-- START RECORDS PROVIDED --
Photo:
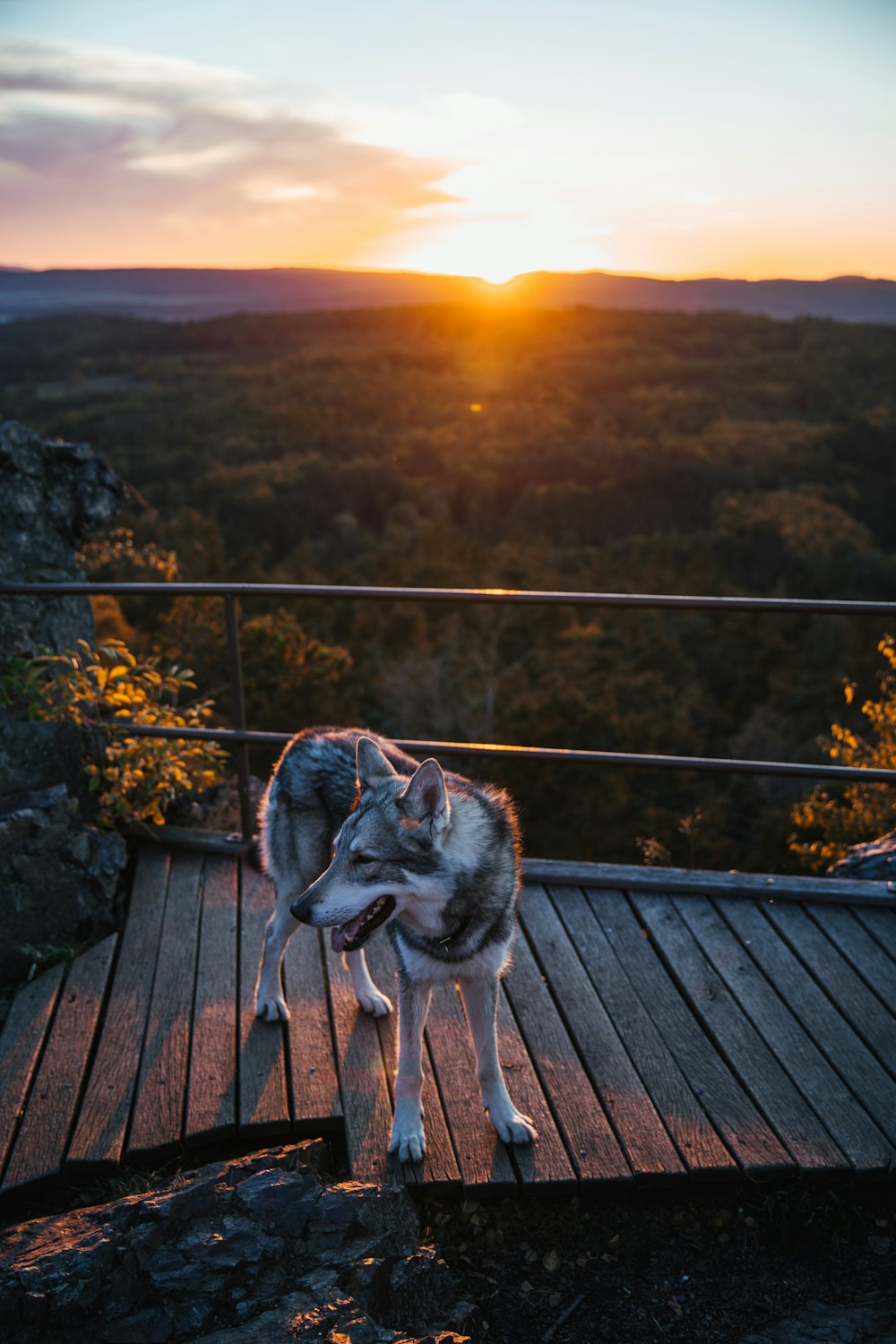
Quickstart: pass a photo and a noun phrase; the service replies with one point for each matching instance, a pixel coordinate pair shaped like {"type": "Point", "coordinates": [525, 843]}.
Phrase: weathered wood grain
{"type": "Point", "coordinates": [880, 925]}
{"type": "Point", "coordinates": [692, 1131]}
{"type": "Point", "coordinates": [734, 1113]}
{"type": "Point", "coordinates": [40, 1144]}
{"type": "Point", "coordinates": [603, 1094]}
{"type": "Point", "coordinates": [158, 1120]}
{"type": "Point", "coordinates": [860, 1007]}
{"type": "Point", "coordinates": [21, 1045]}
{"type": "Point", "coordinates": [546, 1163]}
{"type": "Point", "coordinates": [438, 1168]}
{"type": "Point", "coordinates": [823, 1021]}
{"type": "Point", "coordinates": [860, 949]}
{"type": "Point", "coordinates": [668, 881]}
{"type": "Point", "coordinates": [309, 1042]}
{"type": "Point", "coordinates": [99, 1134]}
{"type": "Point", "coordinates": [737, 1040]}
{"type": "Point", "coordinates": [263, 1101]}
{"type": "Point", "coordinates": [363, 1081]}
{"type": "Point", "coordinates": [481, 1156]}
{"type": "Point", "coordinates": [211, 1088]}
{"type": "Point", "coordinates": [778, 1023]}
-- END RECORDS PROVIDED --
EXERCISE :: Rewrite all the rows above, keeping every line except the pictures, and multiply each coordinate in the answer points by 0.9, rounding to whole numbers with halves rounded up. Leave the instruction and phrase lines unchanged, including the sample point inside the instruction.

COMPLETE RESPONSE ::
Photo:
Quickstart: pass a photo and a noun phrase; the service replies with one point for each matching instance, a pixel coordinate pair shaped like {"type": "Point", "coordinates": [525, 843]}.
Phrase: weathered wood grain
{"type": "Point", "coordinates": [792, 833]}
{"type": "Point", "coordinates": [623, 1018]}
{"type": "Point", "coordinates": [661, 1002]}
{"type": "Point", "coordinates": [36, 1030]}
{"type": "Point", "coordinates": [543, 985]}
{"type": "Point", "coordinates": [142, 1008]}
{"type": "Point", "coordinates": [774, 906]}
{"type": "Point", "coordinates": [19, 941]}
{"type": "Point", "coordinates": [491, 1047]}
{"type": "Point", "coordinates": [394, 1051]}
{"type": "Point", "coordinates": [741, 919]}
{"type": "Point", "coordinates": [774, 854]}
{"type": "Point", "coordinates": [601, 793]}
{"type": "Point", "coordinates": [278, 938]}
{"type": "Point", "coordinates": [89, 1021]}
{"type": "Point", "coordinates": [663, 936]}
{"type": "Point", "coordinates": [237, 991]}
{"type": "Point", "coordinates": [327, 973]}
{"type": "Point", "coordinates": [433, 1040]}
{"type": "Point", "coordinates": [190, 979]}
{"type": "Point", "coordinates": [700, 921]}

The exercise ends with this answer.